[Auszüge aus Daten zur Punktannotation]

────

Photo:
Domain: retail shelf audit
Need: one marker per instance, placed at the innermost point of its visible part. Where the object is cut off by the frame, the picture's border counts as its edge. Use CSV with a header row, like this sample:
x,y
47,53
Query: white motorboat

────

• [ZIEL]: Zitiere die Daten oben vollständig und wortgetreu, Zeile für Zeile.

• [LÖSUNG]:
Photo:
Domain: retail shelf audit
Need: one marker per instance, placed at the innermost point of its visible part. Where the object is cut off by the frame, the picture's border counts as its edge. Use CSV with a header row, like this sample:
x,y
47,53
Query: white motorboat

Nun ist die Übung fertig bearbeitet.